Entries taken from a collection
▽
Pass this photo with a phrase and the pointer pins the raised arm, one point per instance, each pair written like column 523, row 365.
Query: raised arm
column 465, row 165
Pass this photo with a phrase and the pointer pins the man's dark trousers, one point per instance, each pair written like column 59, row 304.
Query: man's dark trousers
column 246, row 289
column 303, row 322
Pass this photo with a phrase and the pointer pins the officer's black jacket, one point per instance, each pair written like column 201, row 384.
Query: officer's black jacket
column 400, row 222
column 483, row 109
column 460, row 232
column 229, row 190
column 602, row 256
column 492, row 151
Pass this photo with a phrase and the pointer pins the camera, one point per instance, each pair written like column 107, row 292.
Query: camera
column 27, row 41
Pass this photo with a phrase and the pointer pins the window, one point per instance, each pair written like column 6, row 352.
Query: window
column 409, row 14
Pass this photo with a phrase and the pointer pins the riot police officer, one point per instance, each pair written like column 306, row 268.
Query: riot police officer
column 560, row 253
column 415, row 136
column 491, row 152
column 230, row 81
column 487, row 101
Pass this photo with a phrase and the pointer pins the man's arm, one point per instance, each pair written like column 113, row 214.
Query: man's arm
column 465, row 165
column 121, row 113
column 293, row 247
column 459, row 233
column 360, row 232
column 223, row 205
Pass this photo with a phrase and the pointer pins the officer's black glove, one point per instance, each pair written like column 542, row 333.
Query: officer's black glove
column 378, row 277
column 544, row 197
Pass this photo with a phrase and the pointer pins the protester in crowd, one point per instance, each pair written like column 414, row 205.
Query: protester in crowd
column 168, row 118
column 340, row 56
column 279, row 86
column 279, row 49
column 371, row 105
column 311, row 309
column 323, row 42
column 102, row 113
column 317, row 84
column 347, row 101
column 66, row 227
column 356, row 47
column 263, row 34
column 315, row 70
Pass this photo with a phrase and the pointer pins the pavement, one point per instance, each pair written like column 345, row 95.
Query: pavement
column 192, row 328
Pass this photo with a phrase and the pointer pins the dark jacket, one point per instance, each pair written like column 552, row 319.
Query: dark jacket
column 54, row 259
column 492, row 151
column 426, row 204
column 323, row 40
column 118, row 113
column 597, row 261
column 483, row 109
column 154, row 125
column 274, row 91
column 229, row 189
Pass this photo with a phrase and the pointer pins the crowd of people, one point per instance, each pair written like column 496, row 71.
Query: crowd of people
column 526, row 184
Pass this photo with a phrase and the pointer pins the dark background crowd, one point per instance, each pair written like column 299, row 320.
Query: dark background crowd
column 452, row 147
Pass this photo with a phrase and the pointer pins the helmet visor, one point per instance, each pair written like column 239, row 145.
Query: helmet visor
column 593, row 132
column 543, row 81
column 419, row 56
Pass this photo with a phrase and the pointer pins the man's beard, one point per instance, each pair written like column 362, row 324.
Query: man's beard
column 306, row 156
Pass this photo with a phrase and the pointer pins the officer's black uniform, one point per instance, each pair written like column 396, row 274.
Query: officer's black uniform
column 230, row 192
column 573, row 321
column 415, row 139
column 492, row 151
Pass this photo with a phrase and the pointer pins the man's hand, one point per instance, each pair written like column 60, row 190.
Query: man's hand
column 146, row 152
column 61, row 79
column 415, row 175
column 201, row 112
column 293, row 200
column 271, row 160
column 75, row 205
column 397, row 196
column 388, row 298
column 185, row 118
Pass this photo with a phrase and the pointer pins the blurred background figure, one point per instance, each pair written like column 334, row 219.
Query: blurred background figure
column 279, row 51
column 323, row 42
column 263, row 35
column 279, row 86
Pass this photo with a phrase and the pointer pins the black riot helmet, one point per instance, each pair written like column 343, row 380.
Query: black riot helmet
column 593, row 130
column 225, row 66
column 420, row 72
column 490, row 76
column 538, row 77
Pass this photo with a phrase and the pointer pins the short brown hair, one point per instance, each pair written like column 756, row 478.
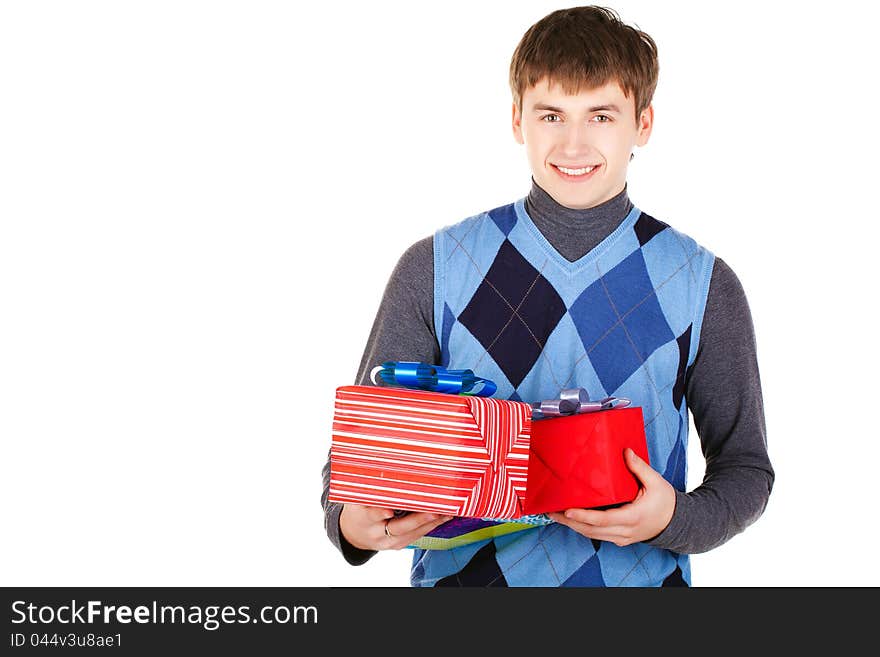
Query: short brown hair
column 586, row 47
△
▽
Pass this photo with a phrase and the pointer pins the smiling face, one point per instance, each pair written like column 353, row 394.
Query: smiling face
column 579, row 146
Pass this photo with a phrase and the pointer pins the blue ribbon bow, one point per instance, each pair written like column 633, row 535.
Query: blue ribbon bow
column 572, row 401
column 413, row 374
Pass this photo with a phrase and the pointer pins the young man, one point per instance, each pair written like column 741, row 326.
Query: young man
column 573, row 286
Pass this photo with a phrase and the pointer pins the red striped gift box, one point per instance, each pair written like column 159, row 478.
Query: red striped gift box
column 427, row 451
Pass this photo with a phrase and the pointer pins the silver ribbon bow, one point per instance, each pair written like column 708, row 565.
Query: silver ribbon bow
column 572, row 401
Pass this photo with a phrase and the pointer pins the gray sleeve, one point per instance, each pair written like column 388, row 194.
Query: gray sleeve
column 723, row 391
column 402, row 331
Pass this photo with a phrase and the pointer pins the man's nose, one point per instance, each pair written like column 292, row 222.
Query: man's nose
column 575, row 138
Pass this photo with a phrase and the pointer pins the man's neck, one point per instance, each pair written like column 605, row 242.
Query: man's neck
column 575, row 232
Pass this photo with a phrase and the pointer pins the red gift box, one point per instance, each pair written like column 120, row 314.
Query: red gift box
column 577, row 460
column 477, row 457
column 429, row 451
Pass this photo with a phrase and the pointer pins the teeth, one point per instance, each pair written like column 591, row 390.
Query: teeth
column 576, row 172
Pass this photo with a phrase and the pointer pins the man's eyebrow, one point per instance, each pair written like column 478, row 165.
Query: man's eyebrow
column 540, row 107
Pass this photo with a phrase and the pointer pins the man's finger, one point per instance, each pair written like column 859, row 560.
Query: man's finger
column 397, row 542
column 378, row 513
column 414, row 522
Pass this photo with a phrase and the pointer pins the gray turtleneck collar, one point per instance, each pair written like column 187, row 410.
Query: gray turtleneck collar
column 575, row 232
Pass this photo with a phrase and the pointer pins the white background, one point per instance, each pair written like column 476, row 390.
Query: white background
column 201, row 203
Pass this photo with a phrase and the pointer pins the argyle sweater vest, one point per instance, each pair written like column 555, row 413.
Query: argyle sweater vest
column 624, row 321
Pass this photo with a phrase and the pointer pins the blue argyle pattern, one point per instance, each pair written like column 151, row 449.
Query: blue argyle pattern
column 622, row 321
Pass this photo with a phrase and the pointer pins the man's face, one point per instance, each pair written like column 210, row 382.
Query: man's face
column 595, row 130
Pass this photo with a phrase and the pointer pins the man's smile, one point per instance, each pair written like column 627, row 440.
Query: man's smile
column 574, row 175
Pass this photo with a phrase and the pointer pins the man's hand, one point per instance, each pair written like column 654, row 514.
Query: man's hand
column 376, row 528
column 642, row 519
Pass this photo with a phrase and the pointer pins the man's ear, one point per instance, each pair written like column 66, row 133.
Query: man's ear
△
Exercise requirements.
Look back at the entries above and repeat, unchanged, every line from the line holding "523, row 365." through the line holding "414, row 205.".

Solution to this task.
Pass this photo with a phrase and the pointer pins the raised arm, one point per instance, each pair written like column 523, row 365.
Query: raised arm
column 465, row 165
Pass this photo with a phrase and the pointer pins the man's dark trousers, one point per instance, each pair written like column 59, row 304.
Query: man's dark trousers
column 246, row 289
column 303, row 322
Pass this photo with a phrase and the pointer pins the officer's black jacket, one point per instance, each pair written like column 201, row 384.
Query: officer's black jacket
column 400, row 222
column 483, row 109
column 460, row 232
column 229, row 190
column 602, row 256
column 492, row 151
Pass this photo with a phrase and the pointer pins the camera, one point per instance, each pair written like column 107, row 292.
Query: camera
column 27, row 41
Pass this photo with a phrase and the pointer pins the window, one point per instance, each pair written like column 6, row 352.
Query: window
column 409, row 14
Pass this photo with a phrase and the pointer pins the riot police officer, one point per instance, each pair written like column 306, row 268.
Query: riot police officer
column 560, row 253
column 415, row 136
column 491, row 152
column 230, row 81
column 487, row 101
Pass this photo with a phrase and the pointer pins the man's arm, one point per instance, each pair written like column 113, row 214.
Query: man's arm
column 465, row 165
column 121, row 113
column 293, row 247
column 459, row 233
column 360, row 232
column 223, row 205
Pass this photo with a phrase and the pointer pins the officer's black glove, one point per instance, each pair written like column 542, row 333.
Query: officer's black glove
column 378, row 277
column 544, row 197
Pass this photo with a phrase and the pointer pins the protester in crowd, one point per instance, each pair written like column 414, row 205.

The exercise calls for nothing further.